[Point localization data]
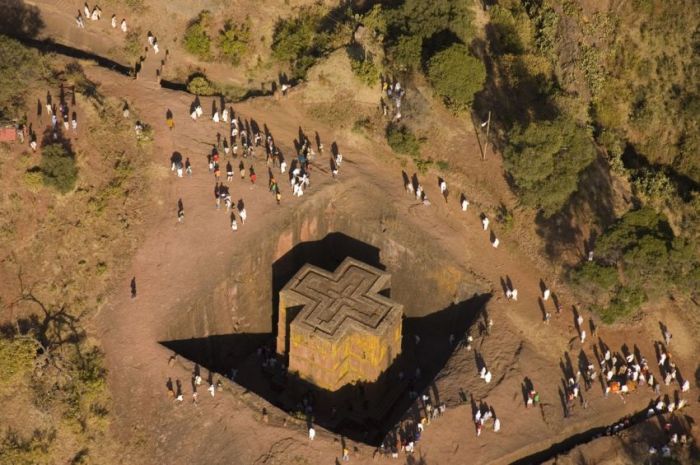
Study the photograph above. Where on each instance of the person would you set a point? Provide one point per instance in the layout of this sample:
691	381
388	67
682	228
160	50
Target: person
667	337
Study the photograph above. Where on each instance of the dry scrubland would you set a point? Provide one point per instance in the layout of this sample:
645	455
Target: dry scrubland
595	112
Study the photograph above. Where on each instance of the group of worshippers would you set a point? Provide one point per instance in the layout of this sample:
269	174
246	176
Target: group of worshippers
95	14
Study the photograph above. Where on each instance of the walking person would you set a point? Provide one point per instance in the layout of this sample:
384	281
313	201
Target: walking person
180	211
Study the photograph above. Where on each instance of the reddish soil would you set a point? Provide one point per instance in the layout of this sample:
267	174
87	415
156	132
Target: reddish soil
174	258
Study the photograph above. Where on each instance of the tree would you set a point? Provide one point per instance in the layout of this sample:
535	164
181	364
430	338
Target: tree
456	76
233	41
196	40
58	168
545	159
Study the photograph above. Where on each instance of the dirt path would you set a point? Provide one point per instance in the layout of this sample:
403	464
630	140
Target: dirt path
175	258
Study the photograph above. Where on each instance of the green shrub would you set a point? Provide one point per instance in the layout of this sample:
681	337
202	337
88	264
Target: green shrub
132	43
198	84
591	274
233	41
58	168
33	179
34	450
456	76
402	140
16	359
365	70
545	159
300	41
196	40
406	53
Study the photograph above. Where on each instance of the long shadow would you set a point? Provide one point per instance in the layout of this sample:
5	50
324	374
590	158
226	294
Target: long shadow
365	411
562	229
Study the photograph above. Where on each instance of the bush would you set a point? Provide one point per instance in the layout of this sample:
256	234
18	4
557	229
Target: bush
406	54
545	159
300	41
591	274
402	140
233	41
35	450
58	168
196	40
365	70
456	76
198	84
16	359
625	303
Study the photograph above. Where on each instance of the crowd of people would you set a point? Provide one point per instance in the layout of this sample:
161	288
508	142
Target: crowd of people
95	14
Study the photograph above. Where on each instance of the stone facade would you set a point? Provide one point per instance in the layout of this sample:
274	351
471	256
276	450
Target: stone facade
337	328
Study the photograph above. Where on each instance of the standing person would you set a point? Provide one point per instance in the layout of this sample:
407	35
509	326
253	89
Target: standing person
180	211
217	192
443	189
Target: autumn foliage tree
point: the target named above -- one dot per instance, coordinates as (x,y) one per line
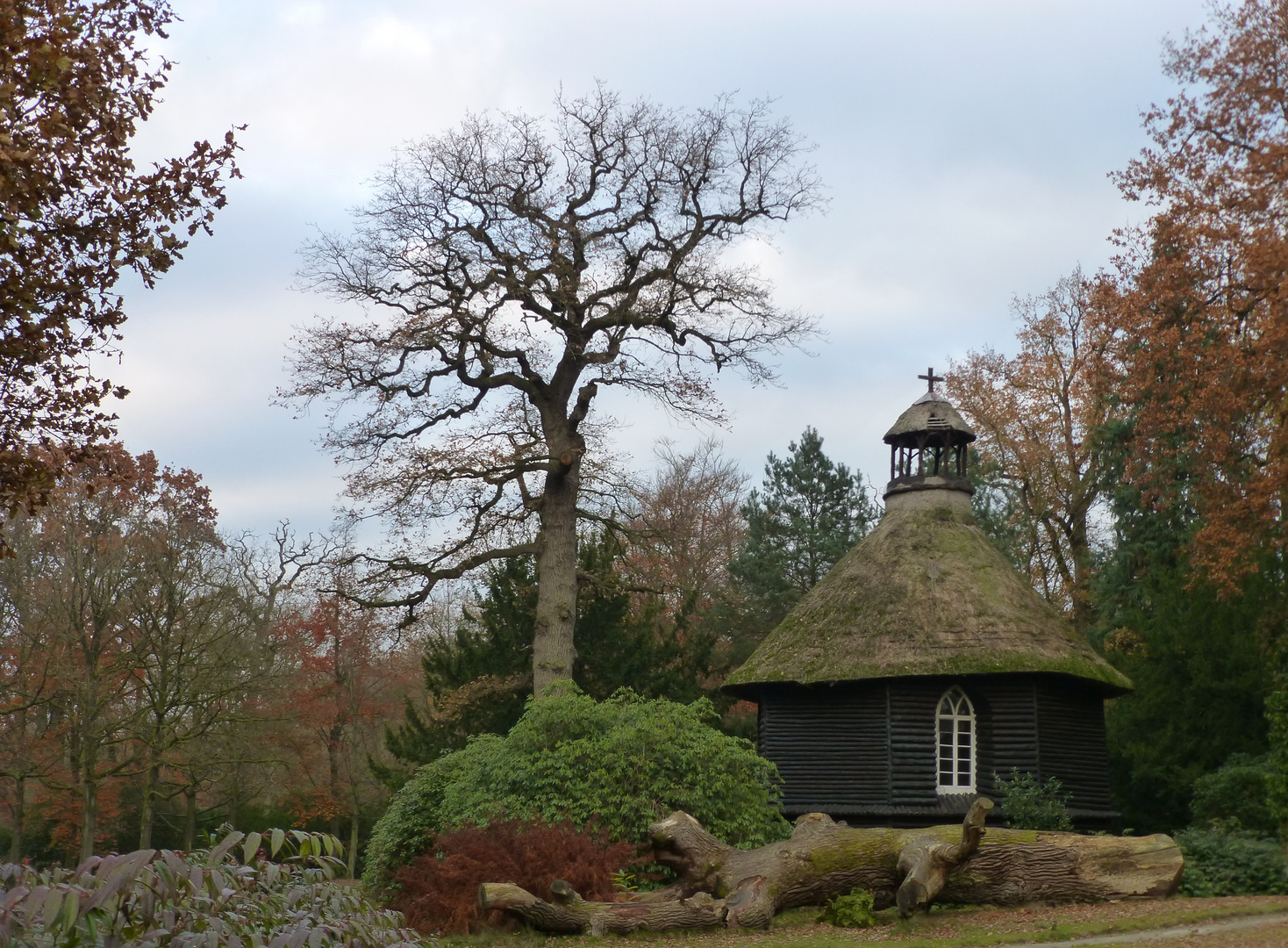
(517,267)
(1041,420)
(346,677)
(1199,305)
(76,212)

What the task asks: Your task is to return every entry exactly as it was written, with the pictures removed.

Answer to the exercise:
Study the photograph above. Where on each instance of the person would you set a point? Provide one point per instance in the layout of this sample:
691	381
388	67
682	228
160	50
Target: person
667	337
Study the photograph above. Where on each instance of the dry scrubland would you set a point? Provide one point per instance in the layout of this sample:
645	455
Target: dry scrubland
595	112
Study the photograph above. Where on each instance of the group of worshippers would you set a point? Provide one point per instance in the layout of this sample:
269	174
246	176
Target: group of worshippers
95	14
Study the photograph above. Where on each instance of the walking person would you set a point? Provide one point per instance in the layout of this sample:
384	281
313	201
Target: walking person
180	211
Study the photograph above. Where on each instance of the reddish soil would you set a point? Provide one point per instance in the layout of this sample:
267	174
87	415
156	132
Target: reddish soil
174	258
Study the photograph above. Where on each instance of the tree would you set a point? Provide one point per instance in the layout of this sample:
535	164
181	364
430	338
Target: tree
456	76
233	41
196	40
58	168
545	159
Study the photograph above. Where on each instance of the dirt path would you set a point? Provide one point per instance in the layout of this sample:
403	464
630	140
Target: dirt path
175	258
Study the photograph above. Where on each instance of the green shrub would you set a point? Provide one point per instance in the layout of this sample:
681	337
202	337
88	264
Target: green shrub
132	43
198	84
591	274
233	41
58	168
33	179
34	450
456	76
402	140
16	359
365	70
545	159
300	41
196	40
406	53
Study the photograph above. Where on each instance of the long shadow would you set a point? Provide one point per instance in the layout of this sample:
5	50
324	374
590	158
226	294
Target: long shadow
365	411
562	229
Study the photograph above. Where on each instance of the bush would you set a point? Provide one point per instance in the layout of this sample:
256	234
18	4
557	229
Target: bush
406	54
545	159
300	41
591	274
402	140
233	41
35	450
58	168
196	40
365	70
456	76
198	84
16	359
625	303
Study the photograph above. Where on each instance of the crowd of people would you set a point? Provide one point per instance in the layout of this sample:
161	288
508	142
Target: crowd of people
95	14
Study the photograph above. Where on each instance of the stone facade would you set a point? Provide one point per instance in the layout of this sample:
274	351
471	256
276	450
Target: stone facade
337	328
Study the photograph above. Where on each instance of the standing person would you set a point? Provide one point per instance in the layout of this sample:
407	35
509	326
253	89
Target: standing person
180	211
217	192
443	189
Target: autumn foliage tree
point: the target named above -- one dot per instance, coordinates as (x,y) one per line
(517,267)
(1041,420)
(346,677)
(1199,305)
(76,212)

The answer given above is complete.